READING PASSAGE Block Start

The judge overseeing the bankruptcy case for opioid-maker Purdue Pharma issued an interim order late Wednesday allowing the company and its subsidiaries to continue paying its employees, former employees and retirees.
The company estimates it will pay about $26 million in wages and benefits, including bonuses. The pharmaceutical giant and maker of the painkiller Oxycontin filed for bankruptcy as part of its plan to settle the litigation brought by more than 2,000 counties, municipalities and Native American governments who say the company fueled the opioid crisis.
Purdue Pharma’s long-standing annual incentive program pays out based on performance of the employee and the company. It’s in the best interest of the creditors and those who will ultimately receive payouts from the company, the judge said.
The actual payout earlier this year for calendar year 2018 was $33,290,000, according to court filings.
During the initial bankruptcy hearing Tuesday, none of the 70 attorneys participating had any objection to the motion to continue paying employees and retirees though the bankruptcy trustee opposed it, according to CNN’s Jean Casarez, who was present at the hearing.
Judge Robert Drain presided over the hearing Tuesday and issued the order Wednesday reiterating what he said in court. “Such relief is necessary to avoid immediate and irreparable harm to the debtors and their estates,” he said.
The order includes wages, severance obligations and incentive plan obligations, and workers compensation claims.
This filing does not protect members of the Sacklers — the billionaire family that owns the pharmaceutical giant. “Nothing in this order authorizes the debtors to advance and pay the legal costs of any member of the Sackler family, directly or indirectly,” the judge wrote in the order.
A final hearing on the matter will be held Oct. 10 and any objections or responses must be filed seven days prior to that hearing. If no objections or responses are received, the judge may enter the final order without holding a hearing.
During the hearing Tuesday, Purdue Pharma’s attorneys said paying the employees was crucial to ensure the value of the company and given the current climate, the company would not be able to replace them. No members of the Sackler family are employees of the company.

READING PASSAGE Block End
ENTRIES SUPPLIED Block Start

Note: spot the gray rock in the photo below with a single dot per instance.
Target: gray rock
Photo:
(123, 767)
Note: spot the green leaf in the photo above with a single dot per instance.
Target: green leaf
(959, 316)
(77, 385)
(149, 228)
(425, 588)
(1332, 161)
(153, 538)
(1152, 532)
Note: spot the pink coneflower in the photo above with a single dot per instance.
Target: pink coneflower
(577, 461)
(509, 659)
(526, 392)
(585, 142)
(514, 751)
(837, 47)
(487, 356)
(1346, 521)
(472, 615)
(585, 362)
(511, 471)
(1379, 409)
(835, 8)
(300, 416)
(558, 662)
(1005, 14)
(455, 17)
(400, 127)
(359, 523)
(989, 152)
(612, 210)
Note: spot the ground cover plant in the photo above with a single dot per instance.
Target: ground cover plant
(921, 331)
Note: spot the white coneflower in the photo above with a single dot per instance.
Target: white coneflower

ENTRIES SUPPLIED Block End

- **WORK ORDER A**:
Answer each question about the Purdue Pharma bankruptcy article, matching the labels:
(i) About how much does the company estimate it will pay in wages and benefits?
(ii) Which judge presided over the hearing on Tuesday?
(iii) On what date will the final hearing on the matter be held?
- **WORK ORDER B**:
Carry the article on the Purdue Pharma bankruptcy order forward from its final sentence.
The records that come after the text are drawn from a separate source.

- **TASK RESULT A**:
(i) About $26 million
(ii) Judge Robert Drain
(iii) Oct. 10

- **TASK RESULT B**:
“To preserve the full value of Purdue for the benefit of the American public, it is critical that the company’s day-to-day operations be protected. Purdue employees’ deep technical expertise and know-how are essential components of the company’s business. Retaining our talented and dedicated employees is a key determinant of the company’s future value,” it said. “The company continues to operate as a lean organization, having downsized its workforce by over 65% since 2017.”
More than 70 attorneys showed up at a federal courthouse in White Plains, New York, on Tuesday for the first hearing in Purdue Pharma’s bankruptcy court proceedings.
Paul Hanly Jr., co-lead counsel for the multi-district litigation against opioid manufacturers, described it as the “largest and most complex case in American history.”
He said the sheer number of defendants, the differences among them and the number of plaintiffs all contribute to its complexity, along with “the huge amounts of money that are potentially needed to solve the opioid epidemic. And there are different estimates of that.”
“They range from $75 billion a year to $500 billion a year. So really, we are talking about potentially a case that, the value of which is approaching a trillion dollars, although no one expects that these companies would have the kind of money to fund that size of a settlement,” Hanly said.
Although Purdue is working to settle with some of the plaintiffs in the multi-district litigation, trials will still be taking place because there are many other manufacturers and distributors who are defendants.
Purdue estimates after bankruptcy filings are complete, it will provide more than $10 billion in funding to address the opioid crisis. That will include settlements with 24 state attorneys general, five US territories and attorneys in the multi-district litigation, the company previously said in a statement.